■ **Exercise**
Could you lay out the lines from the line with "Running a dermatology lesion detector. Mark the eyeglasses" to the line with "[308,147,340,157]" as a two-column CSV headed instruction and boxes? Give one row for each worded line and put the bracketed lines after it in its boxes field. Wrap every field in double quotes and turn line breaks into spaces.

■ **Supplied records**
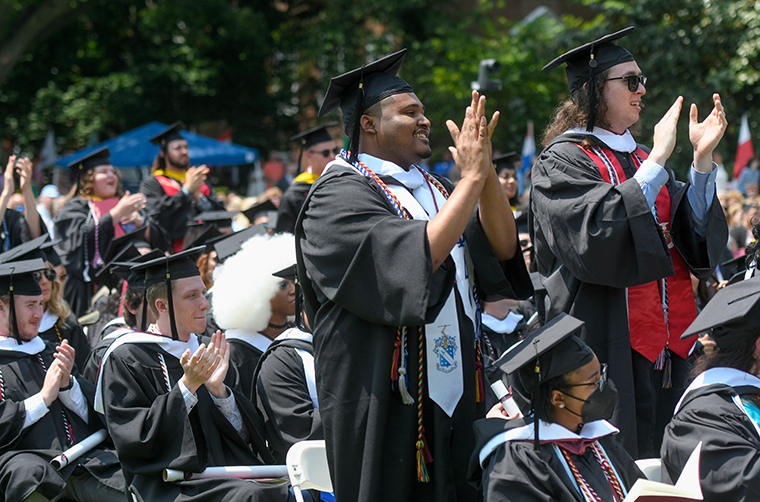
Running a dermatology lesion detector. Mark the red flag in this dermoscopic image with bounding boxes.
[734,113,755,179]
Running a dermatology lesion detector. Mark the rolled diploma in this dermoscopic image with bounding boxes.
[164,465,288,483]
[50,429,108,471]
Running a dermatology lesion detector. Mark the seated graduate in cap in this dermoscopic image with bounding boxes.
[295,49,532,502]
[0,259,124,502]
[140,122,224,253]
[55,147,145,317]
[211,234,295,403]
[470,314,644,502]
[661,277,760,502]
[0,233,90,371]
[0,155,48,252]
[531,27,728,457]
[253,265,324,463]
[275,122,340,234]
[95,248,287,502]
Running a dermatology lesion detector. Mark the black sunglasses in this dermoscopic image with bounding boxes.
[309,147,340,157]
[32,268,58,282]
[565,364,607,397]
[607,75,647,92]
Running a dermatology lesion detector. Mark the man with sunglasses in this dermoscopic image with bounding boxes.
[275,122,340,234]
[531,27,728,457]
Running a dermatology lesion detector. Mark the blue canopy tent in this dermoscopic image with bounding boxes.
[56,121,260,196]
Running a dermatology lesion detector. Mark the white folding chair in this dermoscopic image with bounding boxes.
[636,458,662,481]
[285,440,332,502]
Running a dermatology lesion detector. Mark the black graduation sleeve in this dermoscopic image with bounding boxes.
[256,347,324,462]
[297,166,455,326]
[531,137,674,288]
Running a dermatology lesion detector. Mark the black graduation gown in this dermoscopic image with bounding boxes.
[296,164,532,502]
[0,209,33,253]
[660,384,760,502]
[140,176,224,253]
[102,343,287,502]
[0,343,124,502]
[55,196,114,317]
[228,338,263,403]
[274,181,311,234]
[470,418,645,502]
[39,314,94,372]
[254,339,324,463]
[530,134,728,456]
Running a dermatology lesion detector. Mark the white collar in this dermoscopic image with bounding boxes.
[224,329,272,352]
[275,328,313,343]
[37,309,60,333]
[567,127,637,153]
[478,420,620,467]
[673,368,760,415]
[0,336,45,356]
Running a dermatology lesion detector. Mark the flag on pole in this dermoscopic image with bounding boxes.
[734,113,755,179]
[517,120,536,194]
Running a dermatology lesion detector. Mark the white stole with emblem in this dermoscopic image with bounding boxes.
[350,154,477,416]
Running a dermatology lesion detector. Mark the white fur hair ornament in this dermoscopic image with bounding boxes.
[211,234,296,332]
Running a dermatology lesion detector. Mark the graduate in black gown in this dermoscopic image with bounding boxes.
[140,122,224,253]
[296,50,531,501]
[276,122,340,234]
[661,277,760,502]
[54,147,145,317]
[0,259,124,502]
[531,27,728,457]
[212,234,295,403]
[95,247,287,502]
[470,314,644,502]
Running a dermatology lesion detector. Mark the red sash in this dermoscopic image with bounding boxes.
[156,174,211,253]
[578,145,697,362]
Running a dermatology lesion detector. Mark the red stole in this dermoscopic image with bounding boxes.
[156,174,211,253]
[578,145,697,362]
[92,197,125,239]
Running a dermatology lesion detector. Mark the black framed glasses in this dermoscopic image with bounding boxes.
[565,364,607,392]
[309,147,340,157]
[32,268,58,282]
[607,75,647,92]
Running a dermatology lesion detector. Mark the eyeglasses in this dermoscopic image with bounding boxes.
[32,268,58,282]
[565,364,607,392]
[607,75,647,92]
[308,147,340,157]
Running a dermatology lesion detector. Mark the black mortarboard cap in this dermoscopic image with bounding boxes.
[214,224,267,263]
[0,233,50,263]
[543,26,634,131]
[188,211,240,228]
[491,151,520,171]
[495,312,594,449]
[67,146,111,177]
[0,258,47,344]
[130,246,204,340]
[319,49,414,160]
[40,241,62,267]
[150,120,185,148]
[241,199,277,226]
[103,225,149,263]
[681,276,760,347]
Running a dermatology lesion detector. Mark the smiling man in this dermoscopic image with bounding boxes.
[0,259,124,502]
[531,27,728,457]
[296,49,531,501]
[95,246,286,502]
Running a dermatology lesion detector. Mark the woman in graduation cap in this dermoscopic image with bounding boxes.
[531,27,728,457]
[470,314,644,502]
[661,277,760,502]
[55,147,145,317]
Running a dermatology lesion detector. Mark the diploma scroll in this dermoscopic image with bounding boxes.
[164,465,288,483]
[50,429,108,471]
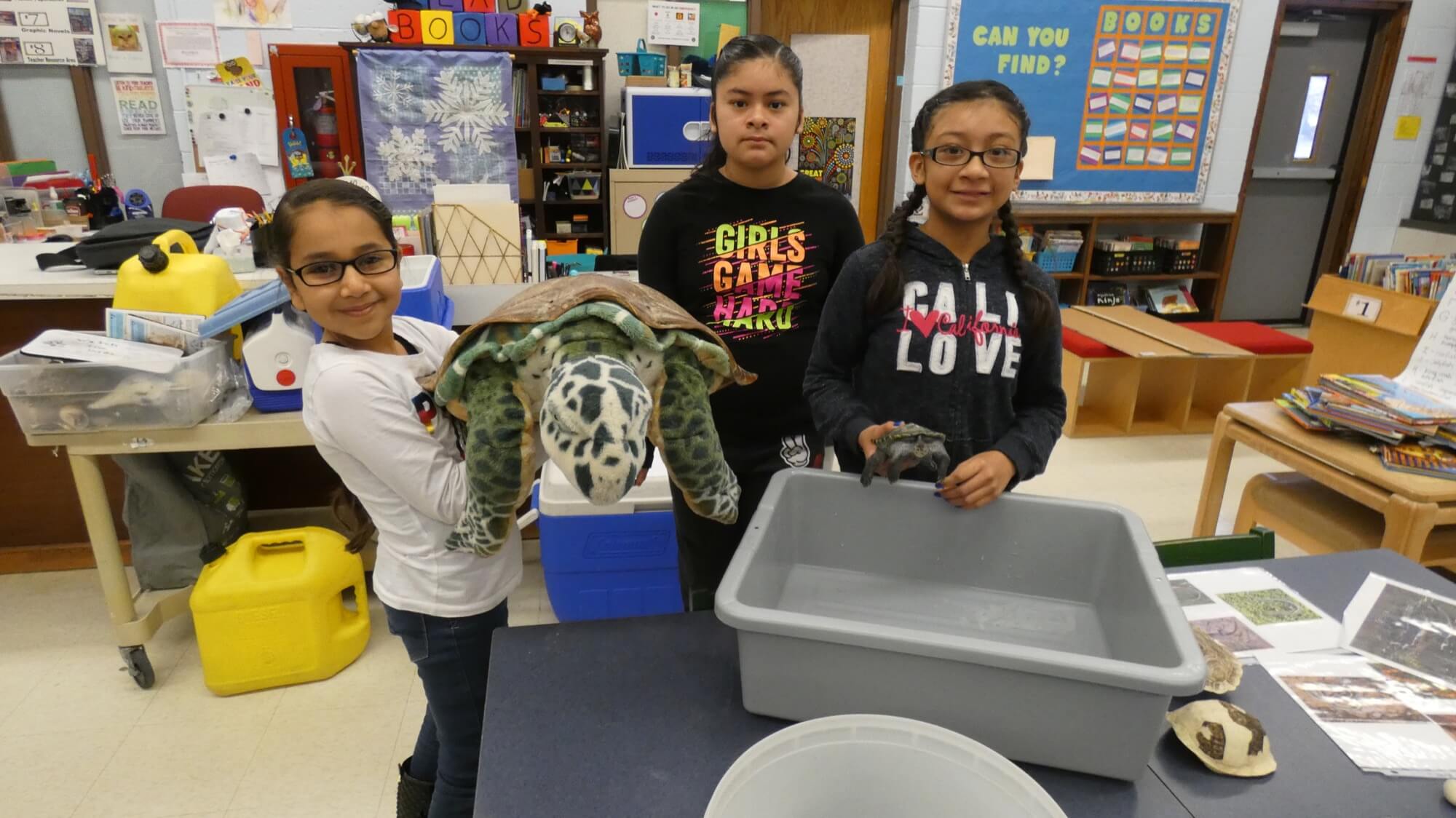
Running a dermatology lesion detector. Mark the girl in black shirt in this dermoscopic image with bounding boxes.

■ **Finished answer**
instruction,boxes
"Running a dermatology lesion detector. Mark the eyeglasses in this dermoscopic image with bounding boxes.","[32,268,58,282] [565,364,607,392] [607,75,647,92] [308,147,340,157]"